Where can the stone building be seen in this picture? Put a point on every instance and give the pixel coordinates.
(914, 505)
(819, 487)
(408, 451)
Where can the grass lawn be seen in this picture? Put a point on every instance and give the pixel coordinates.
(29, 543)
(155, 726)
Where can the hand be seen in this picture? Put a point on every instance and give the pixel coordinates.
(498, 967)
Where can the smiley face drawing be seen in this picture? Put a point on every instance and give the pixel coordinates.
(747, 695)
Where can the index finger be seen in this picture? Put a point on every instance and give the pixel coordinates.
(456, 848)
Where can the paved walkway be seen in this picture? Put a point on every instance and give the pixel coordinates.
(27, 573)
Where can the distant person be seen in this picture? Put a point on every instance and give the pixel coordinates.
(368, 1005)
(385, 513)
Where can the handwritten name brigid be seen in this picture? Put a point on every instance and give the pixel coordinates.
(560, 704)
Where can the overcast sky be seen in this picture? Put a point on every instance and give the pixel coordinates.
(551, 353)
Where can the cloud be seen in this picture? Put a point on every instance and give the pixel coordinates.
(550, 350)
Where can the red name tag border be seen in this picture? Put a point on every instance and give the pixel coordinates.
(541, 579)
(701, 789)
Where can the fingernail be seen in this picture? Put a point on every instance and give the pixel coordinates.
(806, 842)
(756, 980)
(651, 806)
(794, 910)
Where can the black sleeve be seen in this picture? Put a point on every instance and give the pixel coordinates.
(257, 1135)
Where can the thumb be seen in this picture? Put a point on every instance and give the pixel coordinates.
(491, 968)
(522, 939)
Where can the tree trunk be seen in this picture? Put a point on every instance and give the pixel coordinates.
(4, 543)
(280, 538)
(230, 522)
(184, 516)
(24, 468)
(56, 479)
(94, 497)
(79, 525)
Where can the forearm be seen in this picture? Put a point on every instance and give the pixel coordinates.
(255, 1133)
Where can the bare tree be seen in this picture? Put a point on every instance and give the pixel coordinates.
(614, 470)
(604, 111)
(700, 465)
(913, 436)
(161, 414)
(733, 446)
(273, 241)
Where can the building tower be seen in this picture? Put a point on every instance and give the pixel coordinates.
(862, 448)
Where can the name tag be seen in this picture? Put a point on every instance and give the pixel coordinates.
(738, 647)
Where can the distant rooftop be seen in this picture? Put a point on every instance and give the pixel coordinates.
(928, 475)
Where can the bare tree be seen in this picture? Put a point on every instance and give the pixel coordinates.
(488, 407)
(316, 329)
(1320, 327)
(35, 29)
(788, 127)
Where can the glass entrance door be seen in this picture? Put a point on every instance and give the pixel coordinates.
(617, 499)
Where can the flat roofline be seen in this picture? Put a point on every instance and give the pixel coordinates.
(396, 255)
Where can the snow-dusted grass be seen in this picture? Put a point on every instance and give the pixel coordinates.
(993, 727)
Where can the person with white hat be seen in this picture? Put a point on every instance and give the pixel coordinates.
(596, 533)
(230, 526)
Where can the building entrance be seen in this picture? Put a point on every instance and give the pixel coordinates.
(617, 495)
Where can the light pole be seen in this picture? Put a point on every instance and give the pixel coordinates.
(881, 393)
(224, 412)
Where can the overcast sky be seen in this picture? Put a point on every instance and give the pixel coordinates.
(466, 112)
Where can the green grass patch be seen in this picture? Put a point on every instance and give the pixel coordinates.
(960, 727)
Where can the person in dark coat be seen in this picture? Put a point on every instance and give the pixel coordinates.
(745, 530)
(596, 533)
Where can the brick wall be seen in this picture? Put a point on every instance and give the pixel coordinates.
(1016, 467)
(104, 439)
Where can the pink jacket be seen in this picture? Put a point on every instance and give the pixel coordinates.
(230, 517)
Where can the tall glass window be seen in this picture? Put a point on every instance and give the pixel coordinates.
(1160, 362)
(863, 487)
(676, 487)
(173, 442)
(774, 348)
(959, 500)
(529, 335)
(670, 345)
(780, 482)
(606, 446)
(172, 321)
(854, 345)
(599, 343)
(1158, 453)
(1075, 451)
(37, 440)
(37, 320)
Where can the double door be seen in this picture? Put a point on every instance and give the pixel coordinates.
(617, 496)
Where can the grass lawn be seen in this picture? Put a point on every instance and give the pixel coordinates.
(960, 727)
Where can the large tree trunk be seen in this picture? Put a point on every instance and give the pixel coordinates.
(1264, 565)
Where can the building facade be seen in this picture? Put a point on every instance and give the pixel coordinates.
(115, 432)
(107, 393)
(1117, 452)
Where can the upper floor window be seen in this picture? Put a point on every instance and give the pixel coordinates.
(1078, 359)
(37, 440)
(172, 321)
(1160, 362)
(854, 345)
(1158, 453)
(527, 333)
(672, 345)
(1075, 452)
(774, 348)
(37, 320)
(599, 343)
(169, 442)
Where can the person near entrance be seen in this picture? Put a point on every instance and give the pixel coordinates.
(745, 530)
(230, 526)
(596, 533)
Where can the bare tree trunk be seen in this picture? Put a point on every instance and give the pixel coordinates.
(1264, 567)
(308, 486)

○ ○ ○ ○

Return, unchanged, the lines from the one containing "Where can the bare tree trunk" through the end of the entries, with both ends included.

> _Written response_
Where can the bare tree trunk be seen in this picture? Put a point on every instance and give the pixel coordinates.
(1264, 567)
(308, 486)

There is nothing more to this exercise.